◆ **Task description**
Which lines of the entries below contain the string "sled"? Show each of those lines in full.

[Collected data entries]
○ ○ ○ ○ ○ ○ ○

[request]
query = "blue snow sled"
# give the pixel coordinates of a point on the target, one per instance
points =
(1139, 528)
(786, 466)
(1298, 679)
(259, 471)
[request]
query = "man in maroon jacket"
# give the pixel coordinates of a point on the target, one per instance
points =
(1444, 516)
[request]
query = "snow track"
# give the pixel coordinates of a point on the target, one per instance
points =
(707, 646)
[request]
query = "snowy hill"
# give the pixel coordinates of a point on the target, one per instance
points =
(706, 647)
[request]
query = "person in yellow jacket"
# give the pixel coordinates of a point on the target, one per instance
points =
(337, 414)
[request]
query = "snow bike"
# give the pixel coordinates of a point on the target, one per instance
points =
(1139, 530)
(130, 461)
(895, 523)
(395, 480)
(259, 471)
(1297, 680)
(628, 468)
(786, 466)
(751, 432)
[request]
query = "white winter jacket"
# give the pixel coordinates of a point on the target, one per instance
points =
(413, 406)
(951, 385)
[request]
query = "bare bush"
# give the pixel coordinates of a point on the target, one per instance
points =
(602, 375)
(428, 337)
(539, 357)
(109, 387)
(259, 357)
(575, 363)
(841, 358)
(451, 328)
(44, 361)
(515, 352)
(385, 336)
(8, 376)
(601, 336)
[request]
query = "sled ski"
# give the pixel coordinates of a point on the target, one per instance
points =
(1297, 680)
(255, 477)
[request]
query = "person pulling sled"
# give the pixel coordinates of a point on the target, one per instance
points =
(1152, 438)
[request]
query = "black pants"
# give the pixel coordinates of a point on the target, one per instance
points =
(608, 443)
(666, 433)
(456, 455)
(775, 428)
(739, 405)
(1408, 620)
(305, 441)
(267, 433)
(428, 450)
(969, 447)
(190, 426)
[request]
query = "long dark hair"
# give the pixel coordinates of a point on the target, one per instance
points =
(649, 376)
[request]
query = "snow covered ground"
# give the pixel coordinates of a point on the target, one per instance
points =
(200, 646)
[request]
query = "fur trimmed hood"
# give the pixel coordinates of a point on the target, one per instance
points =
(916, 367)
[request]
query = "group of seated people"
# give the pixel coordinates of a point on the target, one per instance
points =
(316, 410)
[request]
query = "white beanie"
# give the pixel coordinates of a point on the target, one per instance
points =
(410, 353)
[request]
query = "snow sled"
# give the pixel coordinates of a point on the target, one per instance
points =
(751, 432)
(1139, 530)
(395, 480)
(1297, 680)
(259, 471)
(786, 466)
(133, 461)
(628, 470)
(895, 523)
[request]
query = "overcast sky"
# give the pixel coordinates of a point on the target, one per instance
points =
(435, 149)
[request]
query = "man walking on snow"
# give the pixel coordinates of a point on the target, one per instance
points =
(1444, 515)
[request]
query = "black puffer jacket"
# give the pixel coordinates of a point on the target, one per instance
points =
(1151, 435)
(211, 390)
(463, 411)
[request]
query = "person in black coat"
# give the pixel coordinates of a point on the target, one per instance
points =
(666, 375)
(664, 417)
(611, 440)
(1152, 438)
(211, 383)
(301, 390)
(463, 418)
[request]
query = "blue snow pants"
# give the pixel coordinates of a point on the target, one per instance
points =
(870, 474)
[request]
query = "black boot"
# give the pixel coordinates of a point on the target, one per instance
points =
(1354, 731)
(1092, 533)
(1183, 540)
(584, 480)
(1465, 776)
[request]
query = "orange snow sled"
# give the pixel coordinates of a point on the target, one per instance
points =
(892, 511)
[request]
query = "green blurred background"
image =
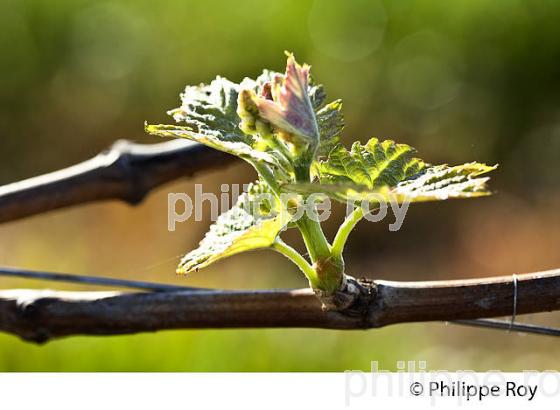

○ ○ ○ ○ ○ ○ ○

◆ **Answer for the task**
query = "blue snow sled"
query = "sled ski"
query = "person pulling sled"
query = "snow sled"
query = "orange snow sled"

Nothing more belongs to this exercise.